[Data listing]
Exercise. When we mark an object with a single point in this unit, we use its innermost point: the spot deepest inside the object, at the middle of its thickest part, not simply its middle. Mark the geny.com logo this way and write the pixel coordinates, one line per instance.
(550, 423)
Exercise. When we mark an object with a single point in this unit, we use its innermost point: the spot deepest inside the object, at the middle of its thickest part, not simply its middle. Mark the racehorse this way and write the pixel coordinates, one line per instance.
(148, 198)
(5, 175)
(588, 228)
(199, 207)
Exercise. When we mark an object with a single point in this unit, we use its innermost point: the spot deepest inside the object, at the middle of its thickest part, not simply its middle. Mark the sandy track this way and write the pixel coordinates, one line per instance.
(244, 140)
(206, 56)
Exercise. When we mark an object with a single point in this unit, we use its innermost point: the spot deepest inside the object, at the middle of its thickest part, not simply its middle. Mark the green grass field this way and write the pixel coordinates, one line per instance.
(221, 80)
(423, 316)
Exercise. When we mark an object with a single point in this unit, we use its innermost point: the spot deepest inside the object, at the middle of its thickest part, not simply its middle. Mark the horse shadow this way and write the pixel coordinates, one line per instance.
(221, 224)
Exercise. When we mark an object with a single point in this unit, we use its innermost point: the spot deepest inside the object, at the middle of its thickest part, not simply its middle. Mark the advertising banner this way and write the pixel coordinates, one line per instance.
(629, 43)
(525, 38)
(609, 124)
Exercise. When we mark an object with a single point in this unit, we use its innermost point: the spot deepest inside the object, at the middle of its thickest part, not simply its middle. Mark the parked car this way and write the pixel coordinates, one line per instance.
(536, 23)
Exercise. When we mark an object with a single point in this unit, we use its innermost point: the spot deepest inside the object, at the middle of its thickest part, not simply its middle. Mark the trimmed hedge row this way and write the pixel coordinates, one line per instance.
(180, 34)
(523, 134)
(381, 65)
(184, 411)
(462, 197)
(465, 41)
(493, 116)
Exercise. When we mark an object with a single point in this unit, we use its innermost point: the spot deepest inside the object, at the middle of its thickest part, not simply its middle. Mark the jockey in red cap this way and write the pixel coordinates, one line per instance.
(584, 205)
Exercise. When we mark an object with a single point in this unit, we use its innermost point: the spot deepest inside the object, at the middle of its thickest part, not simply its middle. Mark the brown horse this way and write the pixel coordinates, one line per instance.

- **Exercise directions**
Copy all of the records above word for word, keeping every line in its original order.

- **Response for this exercise**
Exercise. When we mark an object with a single point in this unit, we use its innermost point: the spot deepest inside the object, at the middle of its thickest part, not simply its middle. Mark the geny.com logo this way and write the pixel coordinates, one line per instance.
(550, 423)
Exercise. When we mark an object with a single point in this unit, we use its innermost point: the spot deepest inside the object, at the middle of its thickest part, not simply its middle. Mark the racehorse this way and write the pixel coordinates, one line per instance.
(148, 198)
(5, 175)
(588, 228)
(199, 207)
Exercise. When we mark an object with a single point in this unit, we use its innermost point: the spot deepest inside the object, at the middle of its thickest part, not simply its middle. Mark the sandy track this way and write the pixel coordinates, one line per instance.
(244, 140)
(206, 56)
Exercise. When we mark an object with a single point in this unit, we use its innermost point: the spot deepest inside the object, at the middle of its thickest part, not simply its middle. Mark the green grass field this way and write the pixel coordinates, one line per instance.
(221, 80)
(423, 316)
Exercise. When we mark an object with a single point in this unit, we use its innermost point: the spot deepest inside the object, at the middle of its thickest part, not simply its middle. Mark the horse shadow this way and write the pixel coordinates, one line per instance.
(221, 224)
Exercise. When we mark an object with a single point in this unit, we use its innermost point: the spot deepest inside the object, at the middle of its thickest part, not simply its middle. Mark the advertising banner this way and write the pixel coordinates, one line per instance.
(629, 43)
(525, 38)
(609, 124)
Exercise. When we mark an object with a single point in this unit, we use its innermost point: the spot deepest inside the object, at the middle of its thickest part, not simply its middle. Mark the parked car this way and write the pixel coordinates, one line per instance.
(536, 23)
Exercise. When we mark an object with a single point in this unit, we use its innermost point: the spot deepest inside the object, at the middle of its thickest part, not simply its middle. Mark the trimmed hedge row this way and write the pixel coordinates, one line per instance.
(180, 34)
(523, 134)
(381, 65)
(184, 411)
(462, 197)
(465, 41)
(493, 116)
Exercise. When we mark an object with a single point in this unit, we use its innermost point: the spot deepest inside the object, at the middle of its thickest part, not simply its middle. Mark the jockey in red cap this way and write the pixel coordinates, one line per instance.
(584, 205)
Exercise. When we mark an object with a single point in this unit, we use its innermost point: the spot deepest inside the object, at the middle of its thickest part, not simply its middle. Mark the brown horse this way and write the pixel coordinates, one line per instance.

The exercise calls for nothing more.